MATERIAL FOR THIS TASK —
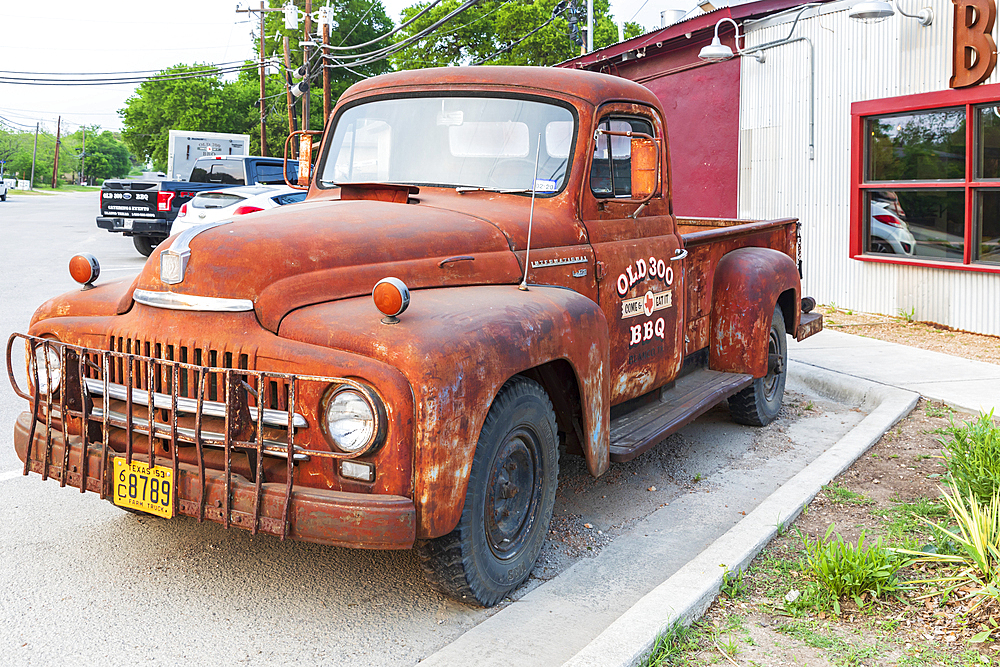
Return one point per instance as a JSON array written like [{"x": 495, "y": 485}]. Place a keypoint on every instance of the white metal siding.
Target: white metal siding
[{"x": 853, "y": 62}]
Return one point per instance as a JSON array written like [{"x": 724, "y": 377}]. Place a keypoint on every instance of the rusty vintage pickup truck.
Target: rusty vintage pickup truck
[{"x": 534, "y": 294}]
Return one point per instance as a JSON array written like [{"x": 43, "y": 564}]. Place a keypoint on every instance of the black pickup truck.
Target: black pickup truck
[{"x": 145, "y": 210}]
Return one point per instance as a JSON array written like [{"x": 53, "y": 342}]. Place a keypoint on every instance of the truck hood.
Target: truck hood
[{"x": 315, "y": 252}]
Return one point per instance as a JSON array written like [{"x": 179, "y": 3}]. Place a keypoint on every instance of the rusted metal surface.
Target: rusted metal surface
[
  {"x": 748, "y": 283},
  {"x": 456, "y": 348},
  {"x": 619, "y": 293},
  {"x": 269, "y": 487}
]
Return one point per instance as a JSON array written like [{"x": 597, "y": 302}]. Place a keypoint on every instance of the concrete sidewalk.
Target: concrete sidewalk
[
  {"x": 972, "y": 386},
  {"x": 883, "y": 378}
]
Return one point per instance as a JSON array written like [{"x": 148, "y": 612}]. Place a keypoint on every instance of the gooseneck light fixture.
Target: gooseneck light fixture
[
  {"x": 873, "y": 11},
  {"x": 717, "y": 52}
]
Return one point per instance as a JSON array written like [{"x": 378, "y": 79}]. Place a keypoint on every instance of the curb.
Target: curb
[{"x": 688, "y": 593}]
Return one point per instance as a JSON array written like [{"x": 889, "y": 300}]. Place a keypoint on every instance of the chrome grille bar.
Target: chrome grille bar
[{"x": 161, "y": 401}]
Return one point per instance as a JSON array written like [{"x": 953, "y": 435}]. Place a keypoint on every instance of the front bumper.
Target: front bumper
[
  {"x": 132, "y": 226},
  {"x": 368, "y": 521}
]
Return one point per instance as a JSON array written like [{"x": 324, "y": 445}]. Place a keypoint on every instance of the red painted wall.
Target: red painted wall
[{"x": 702, "y": 106}]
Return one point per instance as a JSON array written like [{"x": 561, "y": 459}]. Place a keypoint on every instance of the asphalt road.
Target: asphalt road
[{"x": 84, "y": 583}]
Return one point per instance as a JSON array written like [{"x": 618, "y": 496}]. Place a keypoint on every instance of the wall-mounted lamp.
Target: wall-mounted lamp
[
  {"x": 874, "y": 11},
  {"x": 717, "y": 52}
]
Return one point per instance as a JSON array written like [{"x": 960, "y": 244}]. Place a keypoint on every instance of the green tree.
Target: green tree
[
  {"x": 162, "y": 104},
  {"x": 492, "y": 32}
]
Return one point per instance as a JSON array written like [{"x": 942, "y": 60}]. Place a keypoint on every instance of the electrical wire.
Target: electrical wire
[{"x": 250, "y": 67}]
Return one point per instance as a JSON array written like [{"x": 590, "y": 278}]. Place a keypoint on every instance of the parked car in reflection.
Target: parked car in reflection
[
  {"x": 215, "y": 205},
  {"x": 888, "y": 230}
]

CHALLENGE — Every line from the one holding "the asphalt road." through the final line of the listing must be echoed exactly; leave out all other lines.

TASK RESULT —
Return one point per instance as a JSON array written like [{"x": 561, "y": 459}]. Place a keypoint on every instance of the asphalt road.
Target: asphalt road
[{"x": 84, "y": 583}]
Return one point per instance as a JSON array written like [{"x": 618, "y": 496}]. Place a keypoint on every instance of the wall-mounted lamp.
Target: wall-mounted lamp
[
  {"x": 874, "y": 11},
  {"x": 717, "y": 52}
]
Return one point per instance as a JSON array written like [{"x": 960, "y": 244}]. Place a keypoint on every instance of the green tree.
Target: green tree
[
  {"x": 162, "y": 104},
  {"x": 492, "y": 32}
]
Return one point per instance as a JSON array written like [{"x": 942, "y": 60}]. Place a keypoint on every instance of the electrical wire.
Target: electrical wire
[{"x": 250, "y": 67}]
Return one point per instance as a JSON array written like [{"x": 590, "y": 278}]. Place a keypoint on every instance of the parked car in reflection.
Target: parked car in reflection
[
  {"x": 215, "y": 205},
  {"x": 888, "y": 230}
]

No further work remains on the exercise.